The tasks.
1) In the worked solution, what is the ratio of the magnetic moment of the square to that of the circle?
2) List the headings of all the numbered steps in the worked solution.

Text passage.
= = =
Two wires of same length are shaped into a square and a circle. If they carry same current, ratio of the magnetic moment is

To solve the problem, we need to find the ratio of the magnetic moments of two wires shaped into a square and a circle, given that they are of the same length and carry the same current. ### Step-by-Step Solution: 1. **Define the Length of the Wire**: Let the total length of each wire be \( L \). 2. **Calculate the Side of the Square**: The perimeter of a square is given by \( 4a \), where \( a \) is the side length. Since the perimeter equals the length of the wire, we have: \[ 4a = L \implies a = \frac{L}{4} \] 3. **Calculate the Area of the Square**: The area \( A \) of the square can be calculated as: \[ A_{\text{square}} = a^2 = \left(\frac{L}{4}\right)^2 = \frac{L^2}{16} \] 4. **Calculate the Magnetic Moment of the Square**: The magnetic moment \( \mu \) is given by the product of current \( I \) and area \( A \): \[ \mu_{\text{square}} = I \cdot A_{\text{square}} = I \cdot \frac{L^2}{16} = \frac{IL^2}{16} \] 5. **Calculate the Radius of the Circle**: The circumference of a circle is given by \( 2\pi r \). Setting this equal to the length of the wire: \[ 2\pi r = L \implies r = \frac{L}{2\pi} \] 6. **Calculate the Area of the Circle**: The area \( A \) of the circle is given by: \[ A_{\text{circle}} = \pi r^2 = \pi \left(\frac{L}{2\pi}\right)^2 = \pi \cdot \frac{L^2}{4\pi^2} = \frac{L^2}{4\pi} \] 7. **Calculate the Magnetic Moment of the Circle**: The magnetic moment for the circle is: \[ \mu_{\text{circle}} = I \cdot A_{\text{circle}} = I \cdot \frac{L^2}{4\pi} = \frac{IL^2}{4\pi} \] 8. **Calculate the Ratio of Magnetic Moments**: Now, we find the ratio of the magnetic moments of the square to the circle: \[ \text{Ratio} = \frac{\mu_{\text{square}}}{\mu_{\text{circle}}} = \frac{\frac{IL^2}{16}}{\frac{IL^2}{4\pi}} = \frac{IL^2}{16} \cdot \frac{4\pi}{IL^2} = \frac{4\pi}{16} = \frac{\pi}{4} \] ### Final Answer: The ratio of the magnetic moments is \( \frac{\pi}{4} \). ---
= = =
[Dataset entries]
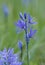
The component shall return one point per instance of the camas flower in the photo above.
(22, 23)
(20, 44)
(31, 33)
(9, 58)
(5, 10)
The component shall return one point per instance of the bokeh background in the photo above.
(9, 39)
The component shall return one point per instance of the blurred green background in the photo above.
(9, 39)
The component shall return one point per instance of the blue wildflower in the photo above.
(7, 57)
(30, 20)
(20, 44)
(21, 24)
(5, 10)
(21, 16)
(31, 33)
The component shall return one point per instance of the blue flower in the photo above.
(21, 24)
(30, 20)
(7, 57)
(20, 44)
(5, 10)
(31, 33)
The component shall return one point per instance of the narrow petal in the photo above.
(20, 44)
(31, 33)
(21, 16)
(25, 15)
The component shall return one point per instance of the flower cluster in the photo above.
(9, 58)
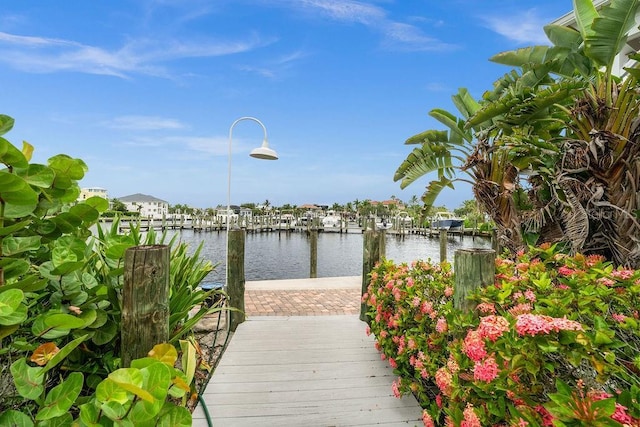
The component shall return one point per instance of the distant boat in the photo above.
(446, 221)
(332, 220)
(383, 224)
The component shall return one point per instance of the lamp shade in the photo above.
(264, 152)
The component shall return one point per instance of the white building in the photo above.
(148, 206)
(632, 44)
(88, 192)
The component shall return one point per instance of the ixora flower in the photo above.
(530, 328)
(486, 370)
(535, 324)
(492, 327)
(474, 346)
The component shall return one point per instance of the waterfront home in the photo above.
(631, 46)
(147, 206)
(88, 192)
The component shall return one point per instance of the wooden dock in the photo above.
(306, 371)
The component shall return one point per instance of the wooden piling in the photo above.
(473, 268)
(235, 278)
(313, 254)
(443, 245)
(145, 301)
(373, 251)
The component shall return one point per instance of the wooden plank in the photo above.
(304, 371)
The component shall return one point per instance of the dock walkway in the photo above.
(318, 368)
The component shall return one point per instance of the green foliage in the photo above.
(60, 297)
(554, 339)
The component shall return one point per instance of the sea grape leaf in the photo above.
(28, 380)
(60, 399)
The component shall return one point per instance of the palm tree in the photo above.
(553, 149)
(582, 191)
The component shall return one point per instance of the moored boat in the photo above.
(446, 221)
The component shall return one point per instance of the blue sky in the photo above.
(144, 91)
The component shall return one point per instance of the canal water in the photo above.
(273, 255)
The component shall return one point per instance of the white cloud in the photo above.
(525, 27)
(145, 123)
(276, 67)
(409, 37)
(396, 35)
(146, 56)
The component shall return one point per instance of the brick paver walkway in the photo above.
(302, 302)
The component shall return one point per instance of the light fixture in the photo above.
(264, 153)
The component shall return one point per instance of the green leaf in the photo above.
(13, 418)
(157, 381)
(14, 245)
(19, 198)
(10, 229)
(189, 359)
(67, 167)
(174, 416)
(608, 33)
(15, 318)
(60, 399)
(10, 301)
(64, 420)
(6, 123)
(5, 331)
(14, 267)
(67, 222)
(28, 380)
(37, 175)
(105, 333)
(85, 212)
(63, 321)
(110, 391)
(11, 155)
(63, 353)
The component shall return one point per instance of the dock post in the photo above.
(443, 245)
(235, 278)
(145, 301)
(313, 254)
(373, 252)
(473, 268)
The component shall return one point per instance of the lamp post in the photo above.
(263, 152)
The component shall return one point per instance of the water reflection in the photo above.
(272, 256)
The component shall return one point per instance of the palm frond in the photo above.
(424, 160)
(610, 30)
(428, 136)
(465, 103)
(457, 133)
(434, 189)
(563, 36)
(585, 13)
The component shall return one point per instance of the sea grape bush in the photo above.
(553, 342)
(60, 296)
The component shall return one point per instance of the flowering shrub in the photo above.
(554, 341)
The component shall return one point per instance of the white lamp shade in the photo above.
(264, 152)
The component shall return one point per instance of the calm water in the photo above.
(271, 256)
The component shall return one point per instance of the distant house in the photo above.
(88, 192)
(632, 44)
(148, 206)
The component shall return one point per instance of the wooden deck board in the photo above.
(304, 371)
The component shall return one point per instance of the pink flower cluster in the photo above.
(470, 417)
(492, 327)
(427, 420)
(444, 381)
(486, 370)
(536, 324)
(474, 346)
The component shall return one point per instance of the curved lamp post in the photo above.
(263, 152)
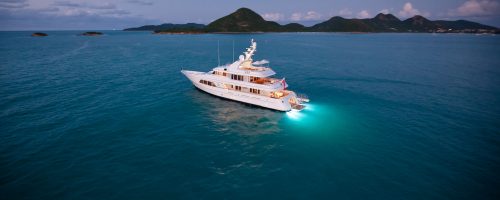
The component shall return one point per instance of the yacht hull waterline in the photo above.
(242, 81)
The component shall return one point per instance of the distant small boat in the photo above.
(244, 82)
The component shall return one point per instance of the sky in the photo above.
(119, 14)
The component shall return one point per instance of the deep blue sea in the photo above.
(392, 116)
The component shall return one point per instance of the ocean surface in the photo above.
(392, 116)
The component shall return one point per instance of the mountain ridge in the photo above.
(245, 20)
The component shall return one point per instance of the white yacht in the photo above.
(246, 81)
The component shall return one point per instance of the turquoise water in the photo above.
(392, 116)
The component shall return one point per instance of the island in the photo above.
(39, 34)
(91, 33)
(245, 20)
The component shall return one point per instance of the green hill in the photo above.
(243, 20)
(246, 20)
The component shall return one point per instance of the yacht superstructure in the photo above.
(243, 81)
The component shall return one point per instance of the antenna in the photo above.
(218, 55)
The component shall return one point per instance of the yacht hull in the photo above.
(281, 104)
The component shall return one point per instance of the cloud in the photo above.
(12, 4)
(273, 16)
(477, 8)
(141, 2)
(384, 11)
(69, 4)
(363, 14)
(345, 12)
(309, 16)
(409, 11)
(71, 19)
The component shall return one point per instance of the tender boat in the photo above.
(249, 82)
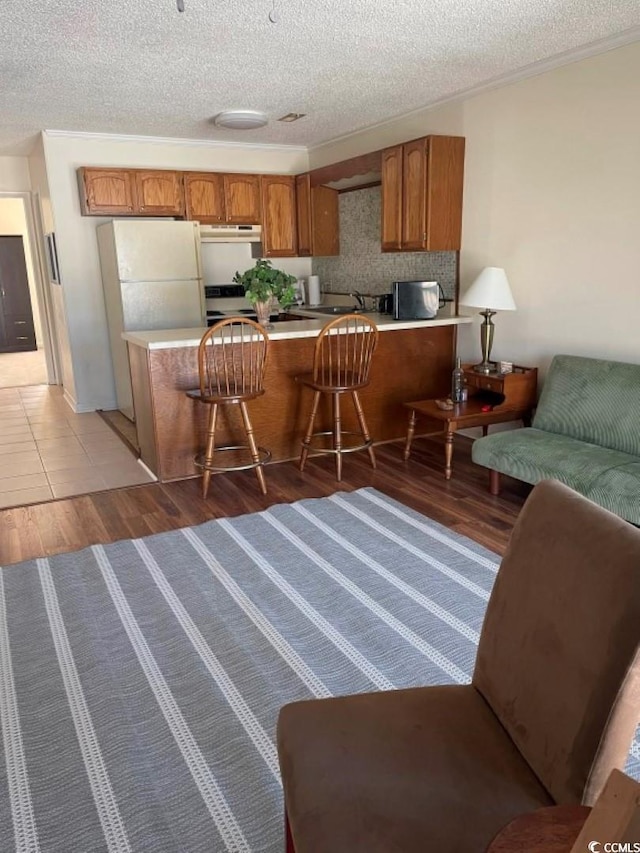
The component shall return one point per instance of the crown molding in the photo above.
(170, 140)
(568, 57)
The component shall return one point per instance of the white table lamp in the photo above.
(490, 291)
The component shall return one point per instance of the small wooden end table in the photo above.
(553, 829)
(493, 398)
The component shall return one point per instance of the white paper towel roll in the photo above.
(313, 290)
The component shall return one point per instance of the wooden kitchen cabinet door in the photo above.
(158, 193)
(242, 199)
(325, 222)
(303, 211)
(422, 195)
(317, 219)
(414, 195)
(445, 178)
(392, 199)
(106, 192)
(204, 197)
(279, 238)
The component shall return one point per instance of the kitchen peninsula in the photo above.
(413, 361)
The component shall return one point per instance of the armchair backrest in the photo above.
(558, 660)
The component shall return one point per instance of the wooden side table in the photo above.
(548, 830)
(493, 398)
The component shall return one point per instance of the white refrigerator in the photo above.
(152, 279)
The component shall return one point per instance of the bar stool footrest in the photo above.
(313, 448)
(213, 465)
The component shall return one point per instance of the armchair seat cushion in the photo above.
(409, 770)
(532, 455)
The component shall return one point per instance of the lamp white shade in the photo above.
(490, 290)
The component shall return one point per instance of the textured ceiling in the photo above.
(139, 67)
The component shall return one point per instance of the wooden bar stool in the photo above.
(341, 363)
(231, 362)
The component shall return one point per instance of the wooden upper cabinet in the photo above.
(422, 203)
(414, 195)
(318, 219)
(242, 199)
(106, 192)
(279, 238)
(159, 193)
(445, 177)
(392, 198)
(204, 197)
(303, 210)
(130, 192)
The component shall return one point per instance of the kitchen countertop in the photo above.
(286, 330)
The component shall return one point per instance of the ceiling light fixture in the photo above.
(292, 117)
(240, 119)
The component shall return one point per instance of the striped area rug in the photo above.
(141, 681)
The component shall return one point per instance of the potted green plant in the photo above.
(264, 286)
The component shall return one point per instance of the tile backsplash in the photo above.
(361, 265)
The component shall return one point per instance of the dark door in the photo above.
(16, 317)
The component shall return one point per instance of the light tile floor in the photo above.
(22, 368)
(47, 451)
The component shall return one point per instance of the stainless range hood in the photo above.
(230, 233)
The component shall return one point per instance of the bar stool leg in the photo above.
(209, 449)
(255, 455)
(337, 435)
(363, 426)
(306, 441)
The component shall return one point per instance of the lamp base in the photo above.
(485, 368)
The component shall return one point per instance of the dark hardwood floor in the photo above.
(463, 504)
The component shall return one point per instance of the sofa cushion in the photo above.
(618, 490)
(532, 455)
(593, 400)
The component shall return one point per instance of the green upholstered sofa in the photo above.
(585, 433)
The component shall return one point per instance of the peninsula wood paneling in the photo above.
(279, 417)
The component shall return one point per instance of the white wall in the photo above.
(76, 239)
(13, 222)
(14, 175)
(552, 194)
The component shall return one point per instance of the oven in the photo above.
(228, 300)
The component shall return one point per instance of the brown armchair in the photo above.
= = =
Answers per task.
1) π/4

2)
1. Define the Length of the Wire
2. Calculate the Side of the Square
3. Calculate the Area of the Square
4. Calculate the Magnetic Moment of the Square
5. Calculate the Radius of the Circle
6. Calculate the Area of the Circle
7. Calculate the Magnetic Moment of the Circle
8. Calculate the Ratio of Magnetic Moments